## EXERCISE TASK
List every line in the records below that contains the word "floor", copying each such line in full.

## EXCERPTED DATA
──────────
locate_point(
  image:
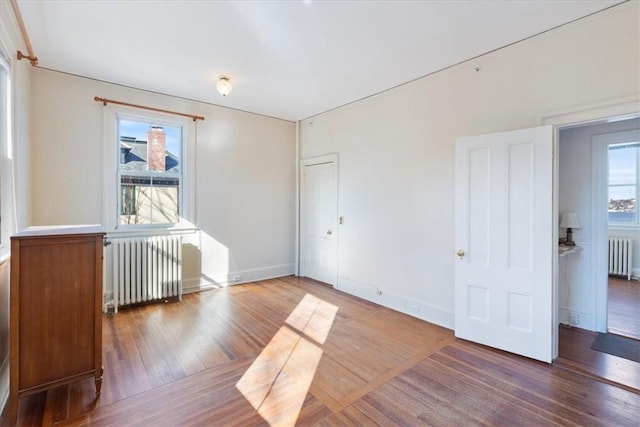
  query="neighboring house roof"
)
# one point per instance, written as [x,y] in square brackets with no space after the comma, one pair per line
[134,152]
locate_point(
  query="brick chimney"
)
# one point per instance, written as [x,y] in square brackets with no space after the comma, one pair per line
[156,149]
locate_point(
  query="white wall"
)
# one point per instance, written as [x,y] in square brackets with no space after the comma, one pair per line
[578,284]
[245,176]
[396,150]
[15,185]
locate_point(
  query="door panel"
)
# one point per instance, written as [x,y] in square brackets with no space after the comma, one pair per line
[318,220]
[503,280]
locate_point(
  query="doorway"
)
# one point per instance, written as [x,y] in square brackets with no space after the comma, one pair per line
[318,218]
[587,303]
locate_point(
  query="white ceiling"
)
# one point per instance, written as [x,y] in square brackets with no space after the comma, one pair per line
[286,59]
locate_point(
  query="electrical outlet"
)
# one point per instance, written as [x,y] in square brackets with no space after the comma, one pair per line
[574,319]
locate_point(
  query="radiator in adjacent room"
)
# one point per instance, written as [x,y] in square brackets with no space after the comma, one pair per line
[620,256]
[146,269]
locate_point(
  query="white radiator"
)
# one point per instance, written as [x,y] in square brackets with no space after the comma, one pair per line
[620,256]
[146,269]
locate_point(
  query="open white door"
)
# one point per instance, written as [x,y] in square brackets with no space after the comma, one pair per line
[504,241]
[318,219]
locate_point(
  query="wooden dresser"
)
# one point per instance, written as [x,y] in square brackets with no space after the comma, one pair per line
[55,309]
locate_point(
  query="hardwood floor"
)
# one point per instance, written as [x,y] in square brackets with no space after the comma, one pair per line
[293,351]
[575,354]
[624,307]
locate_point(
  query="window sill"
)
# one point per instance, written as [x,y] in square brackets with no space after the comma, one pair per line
[623,227]
[153,230]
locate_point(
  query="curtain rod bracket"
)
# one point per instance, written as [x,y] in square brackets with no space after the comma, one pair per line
[32,59]
[106,101]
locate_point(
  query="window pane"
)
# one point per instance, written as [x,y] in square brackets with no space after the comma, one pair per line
[622,203]
[150,173]
[623,160]
[623,185]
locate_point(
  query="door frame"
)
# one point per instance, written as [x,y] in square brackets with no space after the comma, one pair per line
[620,108]
[310,161]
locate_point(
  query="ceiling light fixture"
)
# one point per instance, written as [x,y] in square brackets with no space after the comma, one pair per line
[224,85]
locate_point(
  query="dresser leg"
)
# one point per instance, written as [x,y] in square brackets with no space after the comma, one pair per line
[12,410]
[99,382]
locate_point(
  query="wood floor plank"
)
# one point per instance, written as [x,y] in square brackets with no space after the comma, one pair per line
[256,354]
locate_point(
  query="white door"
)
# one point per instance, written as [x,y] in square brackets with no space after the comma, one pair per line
[318,219]
[504,240]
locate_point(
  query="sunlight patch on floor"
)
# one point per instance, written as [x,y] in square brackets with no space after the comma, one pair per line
[277,382]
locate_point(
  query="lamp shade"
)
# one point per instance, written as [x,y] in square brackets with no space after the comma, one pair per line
[569,220]
[224,86]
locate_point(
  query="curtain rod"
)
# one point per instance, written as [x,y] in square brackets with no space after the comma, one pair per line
[106,101]
[33,59]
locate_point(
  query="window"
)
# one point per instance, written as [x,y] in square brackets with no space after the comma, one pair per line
[149,172]
[624,161]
──────────
## RESULT BELOW
  query="hardwood floor"
  query="wood floor plank"
  query="sunlight patch on floor"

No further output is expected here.